TASK DETAILS | Starting at the line that holds "rule | center", transcribe every line to the end of the data exactly; include no other lines.

** Opening EXTRACTED DATA block **

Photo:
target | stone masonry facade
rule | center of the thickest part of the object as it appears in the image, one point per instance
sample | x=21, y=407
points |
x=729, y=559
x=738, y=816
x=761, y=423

** Closing EXTRACTED DATA block **

EXERCISE SOLUTION |
rule | center of the thickest part of the object as it appears in the image, one point per instance
sample | x=21, y=407
points |
x=729, y=559
x=738, y=816
x=761, y=423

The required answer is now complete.